_WRITTEN REQUEST_.
What follows is a set of records; repeat all of them exactly.

_ENTRIES PROVIDED_.
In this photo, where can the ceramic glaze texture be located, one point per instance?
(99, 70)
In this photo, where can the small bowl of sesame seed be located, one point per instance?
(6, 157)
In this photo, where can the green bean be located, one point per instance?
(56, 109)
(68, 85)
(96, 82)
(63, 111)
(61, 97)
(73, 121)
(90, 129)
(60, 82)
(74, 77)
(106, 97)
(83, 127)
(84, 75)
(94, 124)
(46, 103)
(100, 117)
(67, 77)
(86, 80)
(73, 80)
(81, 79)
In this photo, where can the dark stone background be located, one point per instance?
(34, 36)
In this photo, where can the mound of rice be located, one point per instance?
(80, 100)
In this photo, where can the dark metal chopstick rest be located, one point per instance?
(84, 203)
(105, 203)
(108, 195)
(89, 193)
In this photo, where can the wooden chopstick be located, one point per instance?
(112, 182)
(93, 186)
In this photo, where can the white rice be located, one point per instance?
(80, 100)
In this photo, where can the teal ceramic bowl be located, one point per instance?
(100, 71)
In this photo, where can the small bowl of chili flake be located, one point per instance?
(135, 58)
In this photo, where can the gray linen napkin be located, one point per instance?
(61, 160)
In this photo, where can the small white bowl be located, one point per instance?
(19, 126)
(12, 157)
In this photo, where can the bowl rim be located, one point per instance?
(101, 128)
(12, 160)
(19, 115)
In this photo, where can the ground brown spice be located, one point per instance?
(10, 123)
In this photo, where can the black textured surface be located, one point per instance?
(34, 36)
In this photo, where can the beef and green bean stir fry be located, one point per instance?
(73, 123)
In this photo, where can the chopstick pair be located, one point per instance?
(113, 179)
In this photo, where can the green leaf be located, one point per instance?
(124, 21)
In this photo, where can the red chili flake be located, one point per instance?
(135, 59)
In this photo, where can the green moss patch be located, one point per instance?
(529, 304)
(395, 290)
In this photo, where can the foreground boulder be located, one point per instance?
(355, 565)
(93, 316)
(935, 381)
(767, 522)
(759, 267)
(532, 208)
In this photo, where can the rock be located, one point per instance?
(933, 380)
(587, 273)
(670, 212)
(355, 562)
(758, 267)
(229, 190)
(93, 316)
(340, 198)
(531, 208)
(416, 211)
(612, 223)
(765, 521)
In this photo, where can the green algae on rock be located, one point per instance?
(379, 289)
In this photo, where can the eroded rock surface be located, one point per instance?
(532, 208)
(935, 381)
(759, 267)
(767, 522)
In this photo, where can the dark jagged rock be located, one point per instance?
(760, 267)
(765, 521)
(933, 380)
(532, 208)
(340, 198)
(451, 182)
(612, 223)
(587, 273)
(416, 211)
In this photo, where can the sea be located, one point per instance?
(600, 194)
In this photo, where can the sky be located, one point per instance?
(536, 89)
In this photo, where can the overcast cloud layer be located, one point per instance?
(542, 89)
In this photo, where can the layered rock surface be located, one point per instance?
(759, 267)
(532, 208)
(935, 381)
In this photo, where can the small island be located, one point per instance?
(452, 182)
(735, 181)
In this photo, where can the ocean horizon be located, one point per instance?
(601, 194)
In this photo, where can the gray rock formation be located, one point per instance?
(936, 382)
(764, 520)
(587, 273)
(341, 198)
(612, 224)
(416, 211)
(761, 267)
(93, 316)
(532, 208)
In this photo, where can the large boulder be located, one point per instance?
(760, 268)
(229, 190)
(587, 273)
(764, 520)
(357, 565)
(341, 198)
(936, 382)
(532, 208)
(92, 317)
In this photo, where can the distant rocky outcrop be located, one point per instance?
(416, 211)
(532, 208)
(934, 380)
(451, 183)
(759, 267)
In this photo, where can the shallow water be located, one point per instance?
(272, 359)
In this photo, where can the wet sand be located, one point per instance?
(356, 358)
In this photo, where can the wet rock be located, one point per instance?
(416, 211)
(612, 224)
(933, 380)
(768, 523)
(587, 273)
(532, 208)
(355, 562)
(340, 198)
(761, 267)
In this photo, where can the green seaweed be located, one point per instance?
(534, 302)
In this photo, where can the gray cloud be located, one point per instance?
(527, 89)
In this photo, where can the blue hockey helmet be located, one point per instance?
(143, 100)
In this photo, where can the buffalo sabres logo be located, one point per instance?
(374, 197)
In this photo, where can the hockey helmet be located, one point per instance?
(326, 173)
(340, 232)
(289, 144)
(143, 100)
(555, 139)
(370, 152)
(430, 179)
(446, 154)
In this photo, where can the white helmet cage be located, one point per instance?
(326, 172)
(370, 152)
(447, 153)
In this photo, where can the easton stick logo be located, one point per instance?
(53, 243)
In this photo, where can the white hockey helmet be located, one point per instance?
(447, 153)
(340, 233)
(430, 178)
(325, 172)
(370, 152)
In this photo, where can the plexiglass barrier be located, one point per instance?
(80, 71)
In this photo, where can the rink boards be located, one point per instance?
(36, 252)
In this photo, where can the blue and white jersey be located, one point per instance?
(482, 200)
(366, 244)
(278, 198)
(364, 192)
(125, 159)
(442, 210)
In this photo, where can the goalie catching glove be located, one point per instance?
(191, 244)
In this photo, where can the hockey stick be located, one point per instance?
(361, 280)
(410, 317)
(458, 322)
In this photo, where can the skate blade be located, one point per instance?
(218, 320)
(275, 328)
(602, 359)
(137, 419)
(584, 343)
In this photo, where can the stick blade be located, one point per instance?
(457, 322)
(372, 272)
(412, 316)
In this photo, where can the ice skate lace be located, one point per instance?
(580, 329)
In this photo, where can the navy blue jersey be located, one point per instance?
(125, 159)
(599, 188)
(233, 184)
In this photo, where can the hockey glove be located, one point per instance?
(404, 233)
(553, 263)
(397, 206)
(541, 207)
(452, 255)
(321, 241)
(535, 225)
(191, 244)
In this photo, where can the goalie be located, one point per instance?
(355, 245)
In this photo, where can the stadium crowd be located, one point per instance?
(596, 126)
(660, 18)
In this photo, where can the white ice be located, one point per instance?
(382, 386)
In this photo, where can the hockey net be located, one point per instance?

_EXERCISE ANSWER_.
In this photo, where can the ceramic glaze texture be located, one point per instance?
(99, 70)
In this photo, where can the small bowl of sesame seed be located, one point per instance?
(6, 157)
In this photo, where can the green bean be located, one point per instance?
(56, 109)
(68, 85)
(96, 82)
(63, 111)
(61, 97)
(73, 121)
(90, 129)
(60, 82)
(74, 77)
(106, 97)
(83, 127)
(84, 75)
(94, 124)
(46, 103)
(100, 117)
(67, 77)
(86, 80)
(73, 80)
(81, 79)
In this photo, where can the dark stone background be located, one point per instance?
(34, 36)
In this photo, where can the mound of rice be located, one point per instance?
(80, 100)
In this photo, where can the dark metal chopstick rest be located, one point per instance?
(84, 203)
(105, 203)
(108, 195)
(89, 193)
In this photo, where can the wooden chopstick be located, one point per instance?
(112, 182)
(93, 186)
In this photo, where can the white rice be located, one point per instance?
(80, 100)
In this photo, where can the teal ceramic bowl be located, one point per instance?
(100, 71)
In this photo, where can the small bowl of chili flake be located, one point per instance?
(135, 58)
In this photo, where can the gray linen napkin be located, one point per instance?
(61, 160)
In this photo, where can the small white bowl be located, one point per instance?
(19, 126)
(12, 157)
In this photo, where can the bowl rim be located, one point per instance?
(101, 128)
(12, 160)
(19, 115)
In this photo, where can the ground brown spice be located, one point per instance?
(10, 123)
In this photo, where can the black textured surface be located, one point per instance?
(34, 36)
In this photo, where can the beef and green bean stir fry be located, one point per instance?
(73, 123)
In this photo, where can the chopstick pair be located, one point per instance?
(113, 179)
In this photo, where can the green leaf be located, one point per instance?
(124, 21)
In this photo, where can the red chili flake be located, one point per instance?
(135, 59)
In this photo, where can the green moss patch be located, one point per instance?
(529, 304)
(395, 290)
In this photo, where can the foreground boulder be located, one point per instance?
(355, 565)
(93, 316)
(935, 381)
(767, 522)
(759, 267)
(532, 208)
In this photo, where can the rock be located, one point per instance?
(933, 380)
(587, 273)
(670, 212)
(355, 562)
(758, 267)
(229, 190)
(93, 316)
(340, 198)
(531, 208)
(416, 211)
(612, 223)
(765, 521)
In this photo, where can the green algae on rock be located, one point per instance?
(379, 289)
In this photo, where can the eroded rock surface be located, one point per instance?
(532, 208)
(935, 381)
(759, 267)
(767, 522)
In this photo, where can the dark jagged rock be located, one point per instance?
(760, 267)
(765, 521)
(933, 380)
(532, 208)
(340, 198)
(451, 182)
(612, 223)
(587, 273)
(416, 211)
In this photo, where can the sea be located, one point per instance?
(600, 194)
In this photo, where can the sky be located, one point per instance?
(536, 89)
In this photo, where can the overcast cloud layer be located, one point per instance?
(542, 89)
In this photo, where can the layered rock surface be located, one point per instance?
(759, 267)
(532, 208)
(935, 381)
In this photo, where can the small island be located, one point per instance?
(452, 182)
(735, 181)
In this photo, where can the ocean horizon be located, one point per instance?
(601, 194)
In this photo, where can the gray rock formation be located, one point per instance?
(936, 382)
(764, 520)
(587, 273)
(341, 198)
(612, 224)
(416, 211)
(761, 267)
(93, 316)
(532, 208)
In this photo, where can the large boulder be located, one point per instance?
(760, 268)
(229, 190)
(587, 273)
(764, 520)
(357, 565)
(341, 198)
(936, 382)
(532, 208)
(92, 317)
In this photo, where can the distant rocky outcrop be located, one point per instance?
(416, 211)
(532, 208)
(934, 380)
(451, 183)
(759, 267)
In this photo, where can the shallow water be located, one point per instance?
(272, 359)
In this photo, where can the wet sand be located, one point per instance?
(356, 358)
In this photo, where can the wet rock be located, one point per instance?
(416, 211)
(612, 224)
(933, 380)
(768, 523)
(587, 273)
(532, 208)
(355, 562)
(340, 198)
(761, 267)
In this photo, where can the green seaweed be located, one point per instance?
(534, 302)
In this photo, where can the gray cloud be located, one point per instance?
(527, 89)
In this photo, where can the blue hockey helmet be located, one point per instance?
(143, 100)
In this photo, where can the buffalo sabres logo be located, one point per instance?
(374, 197)
In this photo, where can the hockey helmet be located, one point per instance?
(326, 173)
(340, 232)
(289, 144)
(143, 100)
(555, 139)
(370, 152)
(430, 179)
(446, 154)
In this photo, where can the white helmet cage be located, one point per instance?
(326, 172)
(370, 152)
(447, 153)
In this photo, where can the easton stick logo be located, one point per instance?
(53, 243)
In this photo, where can the white hockey helmet be located, one point per instance?
(447, 153)
(340, 233)
(430, 178)
(325, 172)
(370, 152)
In this photo, where can the plexiglass barrier be located, one point per instance?
(80, 71)
In this photo, where can the rink boards be located, one point per instance?
(36, 252)
In this photo, where can the blue and white jersey be located, one point per instance?
(482, 200)
(366, 244)
(278, 198)
(364, 192)
(125, 159)
(442, 210)
In this photo, where can the goalie catching glove be located, one point per instance?
(191, 244)
In this photo, where can the hockey stick be located, one point per instance?
(361, 280)
(410, 317)
(458, 322)
In this photo, where can the skate blade be located, one point per instance?
(218, 320)
(275, 328)
(602, 359)
(137, 419)
(584, 343)
In this photo, where can the stick blade be located, one point per instance?
(457, 322)
(372, 272)
(412, 316)
In this photo, where can the ice skate lace be located, one point per instance?
(580, 329)
In this photo, where can the navy blue jersey be located, one point per instance?
(125, 159)
(599, 188)
(233, 184)
In this photo, where can the hockey glove be located, one point per instance?
(404, 233)
(553, 263)
(397, 206)
(541, 207)
(452, 255)
(321, 241)
(535, 225)
(191, 244)
In this photo, where can the goalie be located, one point per instance?
(355, 245)
In this photo, where can the stadium crowd be located, one point per instance?
(596, 126)
(660, 18)
In this photo, where can the white ice be located, one point per instance?
(382, 386)
In this photo, where can the hockey net be located, one point per instance?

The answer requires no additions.